*** Information given ***

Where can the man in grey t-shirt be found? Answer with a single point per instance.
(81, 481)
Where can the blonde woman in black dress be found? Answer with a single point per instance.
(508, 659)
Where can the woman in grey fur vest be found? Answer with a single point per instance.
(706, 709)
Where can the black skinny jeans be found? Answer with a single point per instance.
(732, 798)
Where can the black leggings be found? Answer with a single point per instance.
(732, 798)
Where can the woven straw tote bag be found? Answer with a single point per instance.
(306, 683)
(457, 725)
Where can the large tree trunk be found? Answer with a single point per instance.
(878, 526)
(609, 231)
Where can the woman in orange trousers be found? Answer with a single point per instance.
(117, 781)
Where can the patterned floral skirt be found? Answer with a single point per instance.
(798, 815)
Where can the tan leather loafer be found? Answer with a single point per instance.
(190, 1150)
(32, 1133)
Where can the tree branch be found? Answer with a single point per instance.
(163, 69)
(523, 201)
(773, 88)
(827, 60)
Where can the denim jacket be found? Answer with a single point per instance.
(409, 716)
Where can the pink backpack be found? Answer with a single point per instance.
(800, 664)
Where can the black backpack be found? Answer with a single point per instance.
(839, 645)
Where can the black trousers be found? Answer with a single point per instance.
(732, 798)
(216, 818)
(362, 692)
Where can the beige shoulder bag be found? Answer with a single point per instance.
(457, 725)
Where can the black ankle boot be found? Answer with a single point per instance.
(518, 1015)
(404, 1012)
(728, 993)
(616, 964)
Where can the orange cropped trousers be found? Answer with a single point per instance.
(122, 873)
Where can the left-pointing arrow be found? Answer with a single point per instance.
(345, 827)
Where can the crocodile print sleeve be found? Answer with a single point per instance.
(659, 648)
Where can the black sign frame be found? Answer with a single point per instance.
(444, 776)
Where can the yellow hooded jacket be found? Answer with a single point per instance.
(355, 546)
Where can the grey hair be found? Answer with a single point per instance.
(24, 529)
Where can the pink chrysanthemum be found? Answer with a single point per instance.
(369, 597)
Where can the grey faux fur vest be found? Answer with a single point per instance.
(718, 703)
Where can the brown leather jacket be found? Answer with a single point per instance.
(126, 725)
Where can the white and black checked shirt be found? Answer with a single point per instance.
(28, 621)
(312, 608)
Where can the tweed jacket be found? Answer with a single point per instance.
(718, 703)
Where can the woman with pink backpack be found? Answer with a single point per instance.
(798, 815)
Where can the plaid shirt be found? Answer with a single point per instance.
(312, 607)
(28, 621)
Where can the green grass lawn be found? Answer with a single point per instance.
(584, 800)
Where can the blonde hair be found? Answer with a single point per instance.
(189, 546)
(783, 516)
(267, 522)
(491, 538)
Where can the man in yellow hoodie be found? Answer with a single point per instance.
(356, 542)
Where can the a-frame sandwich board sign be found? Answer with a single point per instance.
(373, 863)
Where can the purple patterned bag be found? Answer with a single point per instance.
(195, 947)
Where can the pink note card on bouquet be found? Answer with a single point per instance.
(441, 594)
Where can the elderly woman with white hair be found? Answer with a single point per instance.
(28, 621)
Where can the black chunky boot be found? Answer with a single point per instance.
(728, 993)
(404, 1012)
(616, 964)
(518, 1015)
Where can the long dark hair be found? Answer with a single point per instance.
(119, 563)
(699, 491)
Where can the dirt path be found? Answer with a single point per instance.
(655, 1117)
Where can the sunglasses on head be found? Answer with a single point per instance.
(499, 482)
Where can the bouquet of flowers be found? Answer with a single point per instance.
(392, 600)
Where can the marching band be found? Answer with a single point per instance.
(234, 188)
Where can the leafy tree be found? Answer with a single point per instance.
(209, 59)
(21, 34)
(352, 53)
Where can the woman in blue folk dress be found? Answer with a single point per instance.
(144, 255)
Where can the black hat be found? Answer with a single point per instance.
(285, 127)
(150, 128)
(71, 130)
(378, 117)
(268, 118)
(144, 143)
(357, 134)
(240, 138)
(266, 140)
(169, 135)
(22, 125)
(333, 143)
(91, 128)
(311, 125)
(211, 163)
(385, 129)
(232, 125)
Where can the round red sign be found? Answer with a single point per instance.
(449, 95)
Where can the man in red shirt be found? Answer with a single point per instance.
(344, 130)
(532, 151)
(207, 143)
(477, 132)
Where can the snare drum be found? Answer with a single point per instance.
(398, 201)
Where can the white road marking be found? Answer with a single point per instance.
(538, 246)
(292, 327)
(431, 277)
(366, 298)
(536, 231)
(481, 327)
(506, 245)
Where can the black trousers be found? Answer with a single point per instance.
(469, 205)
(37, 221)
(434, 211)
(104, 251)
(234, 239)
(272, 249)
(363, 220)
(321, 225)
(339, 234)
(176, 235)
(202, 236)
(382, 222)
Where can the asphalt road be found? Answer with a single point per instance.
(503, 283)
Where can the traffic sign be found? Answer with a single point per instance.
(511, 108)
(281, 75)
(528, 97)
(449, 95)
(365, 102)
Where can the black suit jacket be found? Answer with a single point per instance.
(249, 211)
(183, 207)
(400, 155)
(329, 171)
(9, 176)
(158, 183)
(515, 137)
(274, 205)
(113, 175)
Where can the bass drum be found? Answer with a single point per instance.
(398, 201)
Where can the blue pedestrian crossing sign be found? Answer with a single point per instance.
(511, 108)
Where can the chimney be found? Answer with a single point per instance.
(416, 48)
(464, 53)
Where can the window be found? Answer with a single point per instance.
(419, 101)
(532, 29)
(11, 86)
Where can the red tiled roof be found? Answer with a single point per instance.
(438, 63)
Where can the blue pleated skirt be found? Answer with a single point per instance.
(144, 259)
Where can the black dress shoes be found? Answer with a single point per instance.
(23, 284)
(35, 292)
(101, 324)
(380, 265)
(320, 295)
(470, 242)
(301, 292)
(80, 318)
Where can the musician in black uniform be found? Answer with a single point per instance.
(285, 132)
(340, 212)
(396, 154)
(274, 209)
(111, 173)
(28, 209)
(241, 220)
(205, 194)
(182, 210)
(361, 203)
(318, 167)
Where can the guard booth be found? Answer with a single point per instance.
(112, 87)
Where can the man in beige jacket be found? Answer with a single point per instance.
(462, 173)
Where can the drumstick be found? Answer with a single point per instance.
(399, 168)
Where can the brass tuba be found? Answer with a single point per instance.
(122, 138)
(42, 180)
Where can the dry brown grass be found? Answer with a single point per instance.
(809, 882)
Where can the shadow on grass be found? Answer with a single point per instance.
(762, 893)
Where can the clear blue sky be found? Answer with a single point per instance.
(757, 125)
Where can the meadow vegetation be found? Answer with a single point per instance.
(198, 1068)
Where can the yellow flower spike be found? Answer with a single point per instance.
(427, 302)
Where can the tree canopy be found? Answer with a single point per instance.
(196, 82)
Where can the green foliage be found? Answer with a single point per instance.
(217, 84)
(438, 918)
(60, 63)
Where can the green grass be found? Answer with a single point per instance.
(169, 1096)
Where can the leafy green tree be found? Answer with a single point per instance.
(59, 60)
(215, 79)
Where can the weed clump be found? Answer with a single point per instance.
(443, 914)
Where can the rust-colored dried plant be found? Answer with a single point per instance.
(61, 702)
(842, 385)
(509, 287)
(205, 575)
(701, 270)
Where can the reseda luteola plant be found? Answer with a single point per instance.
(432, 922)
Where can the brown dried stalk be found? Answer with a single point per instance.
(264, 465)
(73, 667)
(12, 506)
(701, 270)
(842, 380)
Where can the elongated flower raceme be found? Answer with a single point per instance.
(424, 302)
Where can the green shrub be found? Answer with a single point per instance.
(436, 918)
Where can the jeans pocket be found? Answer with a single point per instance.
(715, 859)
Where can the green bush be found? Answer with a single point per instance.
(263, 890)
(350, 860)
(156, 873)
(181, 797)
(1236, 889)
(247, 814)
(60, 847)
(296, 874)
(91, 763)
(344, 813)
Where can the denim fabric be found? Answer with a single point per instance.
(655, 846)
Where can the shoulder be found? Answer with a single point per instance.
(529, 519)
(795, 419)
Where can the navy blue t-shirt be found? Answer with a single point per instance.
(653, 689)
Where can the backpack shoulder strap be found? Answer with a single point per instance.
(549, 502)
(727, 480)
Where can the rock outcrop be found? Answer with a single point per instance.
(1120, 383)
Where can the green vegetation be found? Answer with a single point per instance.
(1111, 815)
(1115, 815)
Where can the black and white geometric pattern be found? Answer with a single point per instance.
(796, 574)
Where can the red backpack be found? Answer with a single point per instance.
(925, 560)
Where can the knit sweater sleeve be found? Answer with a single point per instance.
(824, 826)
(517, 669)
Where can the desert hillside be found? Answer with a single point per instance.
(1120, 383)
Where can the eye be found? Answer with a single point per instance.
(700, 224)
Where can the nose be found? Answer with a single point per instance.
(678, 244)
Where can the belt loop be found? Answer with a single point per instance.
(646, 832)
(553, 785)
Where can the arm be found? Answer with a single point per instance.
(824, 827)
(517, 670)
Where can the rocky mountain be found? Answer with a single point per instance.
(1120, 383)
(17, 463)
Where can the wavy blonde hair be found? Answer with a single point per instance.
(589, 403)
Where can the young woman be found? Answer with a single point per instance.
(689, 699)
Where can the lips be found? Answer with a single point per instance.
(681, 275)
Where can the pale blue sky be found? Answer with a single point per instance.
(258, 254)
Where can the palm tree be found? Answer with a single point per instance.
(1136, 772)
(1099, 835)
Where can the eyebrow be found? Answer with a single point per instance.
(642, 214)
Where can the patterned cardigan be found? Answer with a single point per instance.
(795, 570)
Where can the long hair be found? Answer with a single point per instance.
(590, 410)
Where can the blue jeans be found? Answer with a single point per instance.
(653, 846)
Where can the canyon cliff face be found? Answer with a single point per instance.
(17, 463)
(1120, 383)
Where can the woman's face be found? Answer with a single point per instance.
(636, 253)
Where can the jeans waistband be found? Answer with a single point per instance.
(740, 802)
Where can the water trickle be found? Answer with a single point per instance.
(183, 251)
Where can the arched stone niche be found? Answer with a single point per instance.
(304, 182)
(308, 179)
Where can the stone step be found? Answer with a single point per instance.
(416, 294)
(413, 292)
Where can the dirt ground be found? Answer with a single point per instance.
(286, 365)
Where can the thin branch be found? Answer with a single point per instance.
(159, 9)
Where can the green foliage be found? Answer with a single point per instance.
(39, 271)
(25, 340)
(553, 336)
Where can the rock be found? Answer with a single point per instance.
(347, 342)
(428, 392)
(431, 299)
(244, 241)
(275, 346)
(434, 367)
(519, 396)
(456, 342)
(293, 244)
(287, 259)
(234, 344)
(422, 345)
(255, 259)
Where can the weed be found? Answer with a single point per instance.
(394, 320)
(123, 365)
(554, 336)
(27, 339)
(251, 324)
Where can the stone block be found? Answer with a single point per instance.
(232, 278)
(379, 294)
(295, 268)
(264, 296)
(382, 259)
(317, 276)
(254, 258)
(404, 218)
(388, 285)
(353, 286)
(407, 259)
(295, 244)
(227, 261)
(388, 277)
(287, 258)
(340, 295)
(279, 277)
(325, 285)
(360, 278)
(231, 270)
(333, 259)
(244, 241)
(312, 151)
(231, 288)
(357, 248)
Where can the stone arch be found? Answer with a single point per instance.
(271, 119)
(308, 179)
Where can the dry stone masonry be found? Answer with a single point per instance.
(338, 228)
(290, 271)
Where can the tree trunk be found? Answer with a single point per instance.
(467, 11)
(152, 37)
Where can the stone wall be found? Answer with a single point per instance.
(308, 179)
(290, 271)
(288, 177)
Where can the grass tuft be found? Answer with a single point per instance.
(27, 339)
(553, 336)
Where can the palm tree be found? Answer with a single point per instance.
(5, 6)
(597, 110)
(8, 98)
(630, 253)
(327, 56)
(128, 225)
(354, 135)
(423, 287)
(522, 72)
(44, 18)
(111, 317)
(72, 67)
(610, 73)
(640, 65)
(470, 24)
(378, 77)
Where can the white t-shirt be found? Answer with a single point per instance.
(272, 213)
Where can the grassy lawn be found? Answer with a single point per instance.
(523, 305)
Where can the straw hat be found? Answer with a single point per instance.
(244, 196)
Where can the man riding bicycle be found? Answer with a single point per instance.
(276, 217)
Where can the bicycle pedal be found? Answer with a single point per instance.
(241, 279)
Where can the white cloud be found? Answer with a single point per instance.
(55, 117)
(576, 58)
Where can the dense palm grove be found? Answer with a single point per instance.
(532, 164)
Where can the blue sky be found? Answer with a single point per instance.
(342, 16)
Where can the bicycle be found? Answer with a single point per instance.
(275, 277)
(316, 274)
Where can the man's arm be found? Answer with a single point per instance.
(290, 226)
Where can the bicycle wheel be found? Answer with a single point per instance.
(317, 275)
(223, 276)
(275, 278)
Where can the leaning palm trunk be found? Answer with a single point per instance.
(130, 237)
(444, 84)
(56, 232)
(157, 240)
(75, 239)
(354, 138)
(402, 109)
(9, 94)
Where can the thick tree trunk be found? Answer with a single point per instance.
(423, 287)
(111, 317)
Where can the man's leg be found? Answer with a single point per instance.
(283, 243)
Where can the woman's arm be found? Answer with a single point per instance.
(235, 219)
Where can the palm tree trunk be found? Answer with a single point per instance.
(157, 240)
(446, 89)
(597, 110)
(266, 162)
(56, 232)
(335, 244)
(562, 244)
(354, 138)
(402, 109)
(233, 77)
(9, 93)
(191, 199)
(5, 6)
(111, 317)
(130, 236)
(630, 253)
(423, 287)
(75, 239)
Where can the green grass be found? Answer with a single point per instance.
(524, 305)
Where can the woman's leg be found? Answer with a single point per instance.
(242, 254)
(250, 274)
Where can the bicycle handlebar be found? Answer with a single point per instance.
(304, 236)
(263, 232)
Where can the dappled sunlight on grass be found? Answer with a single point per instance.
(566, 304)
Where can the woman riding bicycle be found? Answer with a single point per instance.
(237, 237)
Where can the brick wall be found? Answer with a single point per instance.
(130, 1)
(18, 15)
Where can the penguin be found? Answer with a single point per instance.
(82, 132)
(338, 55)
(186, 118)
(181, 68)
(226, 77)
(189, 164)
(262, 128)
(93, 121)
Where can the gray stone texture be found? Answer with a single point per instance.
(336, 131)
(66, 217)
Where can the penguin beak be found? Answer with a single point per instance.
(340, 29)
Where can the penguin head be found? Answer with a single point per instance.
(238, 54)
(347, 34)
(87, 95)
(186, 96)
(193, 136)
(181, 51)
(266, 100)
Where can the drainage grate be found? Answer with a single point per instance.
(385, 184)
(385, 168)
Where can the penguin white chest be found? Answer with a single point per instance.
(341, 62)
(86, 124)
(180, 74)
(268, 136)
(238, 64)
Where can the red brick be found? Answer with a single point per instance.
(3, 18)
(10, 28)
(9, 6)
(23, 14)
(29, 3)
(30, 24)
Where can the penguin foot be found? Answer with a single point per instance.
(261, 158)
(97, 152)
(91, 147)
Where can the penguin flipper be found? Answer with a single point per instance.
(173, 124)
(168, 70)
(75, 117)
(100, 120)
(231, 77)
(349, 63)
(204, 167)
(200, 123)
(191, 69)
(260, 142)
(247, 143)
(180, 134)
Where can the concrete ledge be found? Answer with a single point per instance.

***

- [Written request]:
Exact repetition is required for the lines from the one that contains "Where can the penguin beak" through the final line; leave out everything else.

- [Answer to this task]:
Where can the penguin beak be found? Answer with a single point per instance.
(340, 29)
Where can the penguin head be found? Answer with a single point per instance.
(238, 54)
(347, 34)
(87, 95)
(186, 96)
(193, 136)
(181, 51)
(266, 100)
Where can the drainage grate be found? Answer with a single point per instance.
(385, 184)
(385, 168)
Where can the penguin white chest be found? Answer with a single point per instance.
(341, 62)
(86, 124)
(180, 74)
(268, 136)
(238, 64)
Where can the red brick be found? Answer with a single point per instance.
(3, 18)
(10, 28)
(9, 6)
(23, 14)
(29, 3)
(30, 24)
Where can the penguin foot be found? Answer with a single point per instance.
(261, 158)
(97, 152)
(91, 147)
Where can the penguin flipper be found? Answer with a single point per instance.
(173, 124)
(168, 70)
(75, 117)
(100, 120)
(231, 77)
(349, 63)
(204, 167)
(200, 123)
(191, 69)
(260, 142)
(247, 143)
(180, 134)
Where can the concrete ledge be found? Answer with a single point per instance.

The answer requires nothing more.